Pointing dataset excerpts
------------------------------------------------------------
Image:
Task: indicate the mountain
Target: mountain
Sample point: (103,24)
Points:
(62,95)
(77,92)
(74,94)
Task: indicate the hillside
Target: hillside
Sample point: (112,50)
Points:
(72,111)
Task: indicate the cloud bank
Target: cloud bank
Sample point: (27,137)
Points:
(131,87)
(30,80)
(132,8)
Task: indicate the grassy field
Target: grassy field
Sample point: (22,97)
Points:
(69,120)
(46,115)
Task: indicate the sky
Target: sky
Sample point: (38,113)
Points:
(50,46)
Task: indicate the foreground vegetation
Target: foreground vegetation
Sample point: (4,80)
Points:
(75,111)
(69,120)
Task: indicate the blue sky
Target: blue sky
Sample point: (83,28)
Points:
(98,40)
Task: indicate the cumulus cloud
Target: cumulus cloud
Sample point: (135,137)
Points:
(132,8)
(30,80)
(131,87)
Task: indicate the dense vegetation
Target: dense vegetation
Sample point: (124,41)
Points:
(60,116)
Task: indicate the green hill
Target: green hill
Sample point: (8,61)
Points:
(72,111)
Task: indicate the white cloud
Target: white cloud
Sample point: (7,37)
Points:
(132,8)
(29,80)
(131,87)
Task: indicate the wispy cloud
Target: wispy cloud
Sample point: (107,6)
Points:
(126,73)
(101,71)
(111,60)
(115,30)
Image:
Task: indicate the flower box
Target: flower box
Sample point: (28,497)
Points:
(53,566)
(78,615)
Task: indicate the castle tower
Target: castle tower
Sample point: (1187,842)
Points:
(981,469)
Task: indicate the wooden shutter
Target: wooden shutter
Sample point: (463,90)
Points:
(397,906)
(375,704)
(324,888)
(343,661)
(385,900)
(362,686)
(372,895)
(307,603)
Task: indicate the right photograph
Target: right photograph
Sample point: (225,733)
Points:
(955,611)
------------------------------------------------------------
EXERCISE BRIEF —
Output each record exactly, leaving nothing out.

SOLUTION FOR THIS PROBLEM —
Image:
Task: indicate the mountain
Target: mountain
Sample point: (103,24)
Points:
(62,95)
(77,92)
(74,94)
Task: indicate the hillside
Target: hillside
Sample point: (112,50)
Points:
(72,111)
Task: indicate the cloud bank
Target: cloud bank
Sample point: (27,137)
Points:
(131,87)
(30,80)
(132,8)
Task: indicate the grassy field
Target: grassy field
Sample point: (22,97)
Points:
(69,120)
(46,115)
Task: indicate the sky
Target: sky
Sample point: (38,113)
Points:
(50,46)
Task: indicate the foreground vegetation
Target: foreground vegetation
Sample point: (4,80)
Points:
(75,111)
(69,120)
Task: indicate the blue sky
Target: blue sky
Sample point: (83,28)
Points:
(98,40)
Task: indicate the cumulus cloud
Target: cumulus cloud
Sample point: (135,137)
Points:
(132,8)
(30,80)
(131,87)
Task: indicate the dense vegetation
Target: dense vegetation
Sample point: (124,41)
Points:
(60,116)
Task: indicate the green hill
Target: green hill
Sample point: (8,61)
Points:
(72,111)
Task: indicate the white cloud
Target: white cloud
Sample point: (7,37)
Points:
(132,8)
(29,80)
(131,87)
Task: indicate the wispy cloud
Target: wispy cloud
Sample point: (107,6)
Points:
(126,73)
(101,71)
(111,60)
(115,30)
Image:
Task: indicate the flower box
Target: flower box
Sample point: (28,497)
Points:
(53,566)
(78,615)
Task: indicate the castle tower
Target: castle tower
Sample point: (1187,842)
Points:
(981,469)
Task: indicate the wooden shutter
Target: wooden shutter
Sample point: (463,90)
Points:
(397,906)
(375,704)
(324,888)
(343,661)
(385,900)
(362,686)
(372,895)
(307,603)
Task: indicate the right photograph
Target: right photograph
Sample point: (225,733)
Points:
(955,611)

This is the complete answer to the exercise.